• _Your objective_: Exactly as given, write out the lines from the one containing "Target: small lake" through the end of the listing, with both ends included and nothing else.

• _The data_:

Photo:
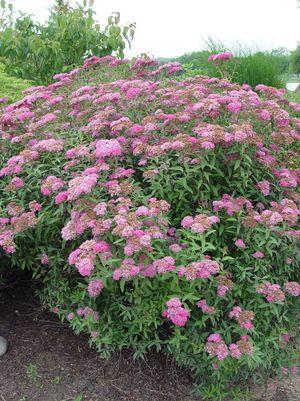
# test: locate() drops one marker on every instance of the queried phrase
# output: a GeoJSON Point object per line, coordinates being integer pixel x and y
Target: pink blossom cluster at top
{"type": "Point", "coordinates": [176, 312]}
{"type": "Point", "coordinates": [272, 292]}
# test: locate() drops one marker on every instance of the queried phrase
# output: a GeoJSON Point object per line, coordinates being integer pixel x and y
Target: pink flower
{"type": "Point", "coordinates": [176, 313]}
{"type": "Point", "coordinates": [292, 288]}
{"type": "Point", "coordinates": [234, 107]}
{"type": "Point", "coordinates": [187, 221]}
{"type": "Point", "coordinates": [95, 287]}
{"type": "Point", "coordinates": [107, 148]}
{"type": "Point", "coordinates": [240, 243]}
{"type": "Point", "coordinates": [17, 182]}
{"type": "Point", "coordinates": [258, 255]}
{"type": "Point", "coordinates": [44, 259]}
{"type": "Point", "coordinates": [70, 316]}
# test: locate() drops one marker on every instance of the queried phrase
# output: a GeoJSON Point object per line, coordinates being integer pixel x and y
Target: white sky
{"type": "Point", "coordinates": [169, 28]}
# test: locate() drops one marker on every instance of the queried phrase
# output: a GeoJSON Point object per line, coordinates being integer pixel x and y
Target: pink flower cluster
{"type": "Point", "coordinates": [215, 346]}
{"type": "Point", "coordinates": [176, 313]}
{"type": "Point", "coordinates": [243, 317]}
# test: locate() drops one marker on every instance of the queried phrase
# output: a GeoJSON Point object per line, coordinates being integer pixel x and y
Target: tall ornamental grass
{"type": "Point", "coordinates": [250, 65]}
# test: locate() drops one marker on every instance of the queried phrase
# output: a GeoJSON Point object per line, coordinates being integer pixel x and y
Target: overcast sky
{"type": "Point", "coordinates": [169, 28]}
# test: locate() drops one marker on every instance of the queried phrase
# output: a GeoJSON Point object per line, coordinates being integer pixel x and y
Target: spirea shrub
{"type": "Point", "coordinates": [159, 214]}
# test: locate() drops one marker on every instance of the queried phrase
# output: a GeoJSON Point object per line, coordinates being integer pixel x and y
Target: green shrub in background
{"type": "Point", "coordinates": [36, 51]}
{"type": "Point", "coordinates": [11, 87]}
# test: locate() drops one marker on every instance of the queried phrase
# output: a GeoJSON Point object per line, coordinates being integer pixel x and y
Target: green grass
{"type": "Point", "coordinates": [251, 65]}
{"type": "Point", "coordinates": [293, 96]}
{"type": "Point", "coordinates": [12, 87]}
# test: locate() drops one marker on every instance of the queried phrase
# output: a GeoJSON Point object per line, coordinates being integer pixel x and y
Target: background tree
{"type": "Point", "coordinates": [37, 51]}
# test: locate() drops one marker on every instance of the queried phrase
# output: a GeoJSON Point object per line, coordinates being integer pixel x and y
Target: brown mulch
{"type": "Point", "coordinates": [46, 361]}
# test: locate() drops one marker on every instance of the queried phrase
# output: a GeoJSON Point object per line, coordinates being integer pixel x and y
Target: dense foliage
{"type": "Point", "coordinates": [295, 61]}
{"type": "Point", "coordinates": [159, 214]}
{"type": "Point", "coordinates": [37, 51]}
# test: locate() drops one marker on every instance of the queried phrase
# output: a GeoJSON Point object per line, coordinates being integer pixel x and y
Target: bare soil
{"type": "Point", "coordinates": [46, 361]}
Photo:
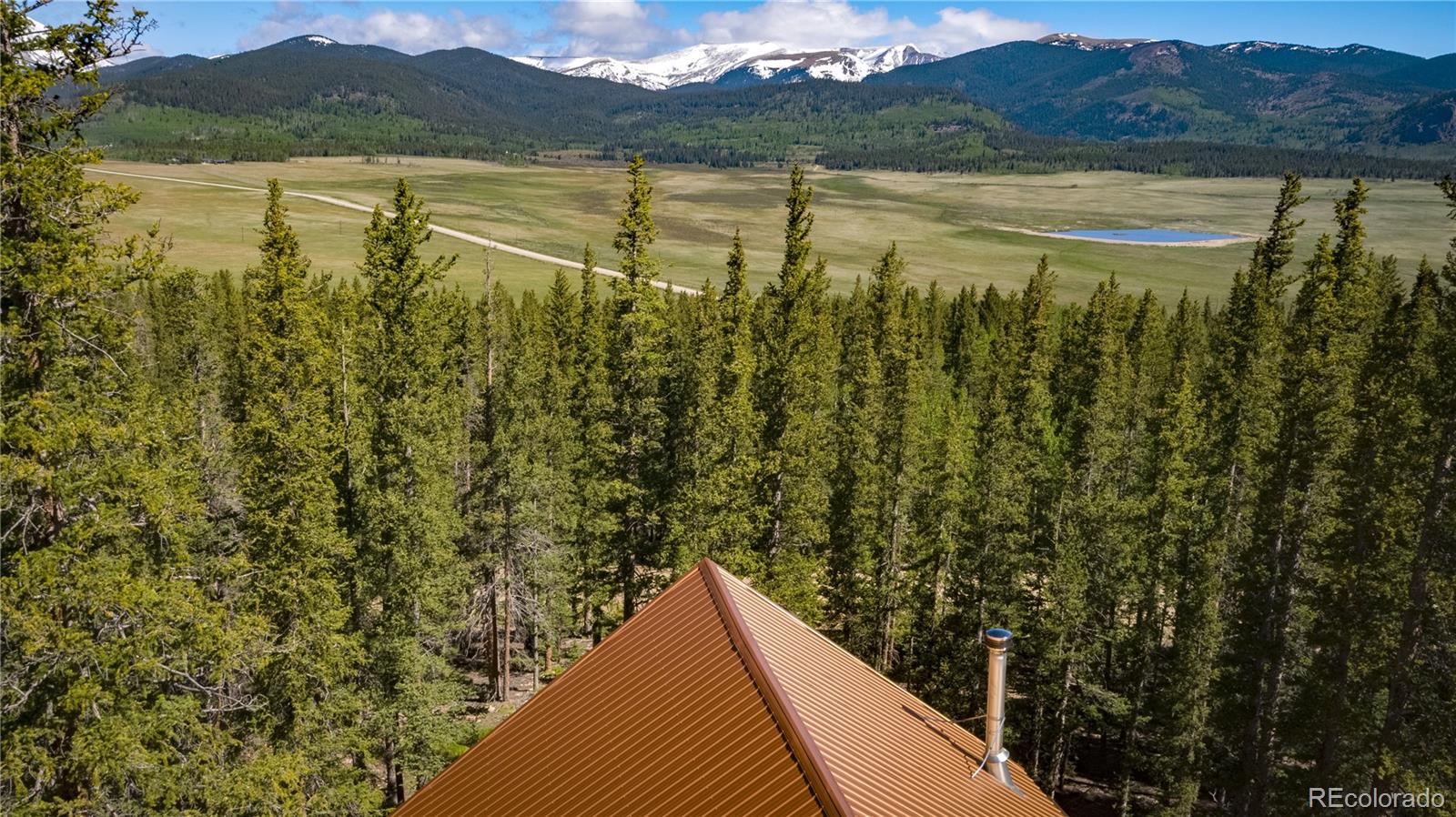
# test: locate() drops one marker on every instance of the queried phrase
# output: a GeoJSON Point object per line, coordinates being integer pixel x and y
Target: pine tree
{"type": "Point", "coordinates": [286, 452]}
{"type": "Point", "coordinates": [856, 501]}
{"type": "Point", "coordinates": [592, 404]}
{"type": "Point", "coordinates": [1419, 666]}
{"type": "Point", "coordinates": [795, 390]}
{"type": "Point", "coordinates": [696, 446]}
{"type": "Point", "coordinates": [737, 513]}
{"type": "Point", "coordinates": [1242, 390]}
{"type": "Point", "coordinates": [113, 632]}
{"type": "Point", "coordinates": [637, 368]}
{"type": "Point", "coordinates": [1329, 337]}
{"type": "Point", "coordinates": [410, 572]}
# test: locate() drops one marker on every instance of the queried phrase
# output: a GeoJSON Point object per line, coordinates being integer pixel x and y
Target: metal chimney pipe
{"type": "Point", "coordinates": [997, 761]}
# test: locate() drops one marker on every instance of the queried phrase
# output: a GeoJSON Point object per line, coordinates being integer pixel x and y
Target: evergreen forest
{"type": "Point", "coordinates": [268, 535]}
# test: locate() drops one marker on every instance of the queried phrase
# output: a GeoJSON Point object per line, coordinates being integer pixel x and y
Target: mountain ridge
{"type": "Point", "coordinates": [750, 62]}
{"type": "Point", "coordinates": [1018, 106]}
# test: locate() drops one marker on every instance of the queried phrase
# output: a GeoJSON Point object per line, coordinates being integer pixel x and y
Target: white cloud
{"type": "Point", "coordinates": [412, 33]}
{"type": "Point", "coordinates": [612, 28]}
{"type": "Point", "coordinates": [137, 53]}
{"type": "Point", "coordinates": [817, 24]}
{"type": "Point", "coordinates": [810, 24]}
{"type": "Point", "coordinates": [960, 29]}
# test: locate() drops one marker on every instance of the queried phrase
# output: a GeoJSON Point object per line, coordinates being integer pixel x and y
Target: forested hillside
{"type": "Point", "coordinates": [262, 529]}
{"type": "Point", "coordinates": [305, 98]}
{"type": "Point", "coordinates": [1242, 92]}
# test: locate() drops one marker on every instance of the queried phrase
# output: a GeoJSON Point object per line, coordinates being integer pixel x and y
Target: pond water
{"type": "Point", "coordinates": [1145, 237]}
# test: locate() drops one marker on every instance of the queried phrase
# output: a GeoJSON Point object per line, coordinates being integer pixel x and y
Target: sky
{"type": "Point", "coordinates": [635, 28]}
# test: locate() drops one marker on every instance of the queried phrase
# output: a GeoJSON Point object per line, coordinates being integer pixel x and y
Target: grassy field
{"type": "Point", "coordinates": [957, 229]}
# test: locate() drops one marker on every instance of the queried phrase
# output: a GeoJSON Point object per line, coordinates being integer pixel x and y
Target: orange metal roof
{"type": "Point", "coordinates": [713, 701]}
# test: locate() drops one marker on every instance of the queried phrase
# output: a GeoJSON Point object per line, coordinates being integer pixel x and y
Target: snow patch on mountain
{"type": "Point", "coordinates": [763, 60]}
{"type": "Point", "coordinates": [1264, 45]}
{"type": "Point", "coordinates": [1072, 40]}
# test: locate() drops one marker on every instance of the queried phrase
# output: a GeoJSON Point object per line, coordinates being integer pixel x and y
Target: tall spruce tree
{"type": "Point", "coordinates": [1327, 342]}
{"type": "Point", "coordinates": [408, 567]}
{"type": "Point", "coordinates": [637, 368]}
{"type": "Point", "coordinates": [286, 453]}
{"type": "Point", "coordinates": [795, 390]}
{"type": "Point", "coordinates": [124, 678]}
{"type": "Point", "coordinates": [1417, 671]}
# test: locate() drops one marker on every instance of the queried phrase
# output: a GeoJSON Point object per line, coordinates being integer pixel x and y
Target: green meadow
{"type": "Point", "coordinates": [957, 229]}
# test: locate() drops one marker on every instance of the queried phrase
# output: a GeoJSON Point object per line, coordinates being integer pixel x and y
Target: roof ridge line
{"type": "Point", "coordinates": [801, 744]}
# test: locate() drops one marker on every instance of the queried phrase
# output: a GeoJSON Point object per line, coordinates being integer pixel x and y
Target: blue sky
{"type": "Point", "coordinates": [632, 28]}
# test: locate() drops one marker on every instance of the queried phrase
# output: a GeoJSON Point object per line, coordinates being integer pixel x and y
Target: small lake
{"type": "Point", "coordinates": [1147, 237]}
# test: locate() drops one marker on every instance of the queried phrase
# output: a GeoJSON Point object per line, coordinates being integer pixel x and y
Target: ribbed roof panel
{"type": "Point", "coordinates": [662, 718]}
{"type": "Point", "coordinates": [888, 753]}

• _Result below_:
Target: small lake
{"type": "Point", "coordinates": [1147, 237]}
# test: locate() drops one marker on every instance of the queried phrase
# output: a GeoJSON Point object per line, coordinates being integer pixel x and y
Target: ribbed roof panel
{"type": "Point", "coordinates": [662, 718]}
{"type": "Point", "coordinates": [888, 753]}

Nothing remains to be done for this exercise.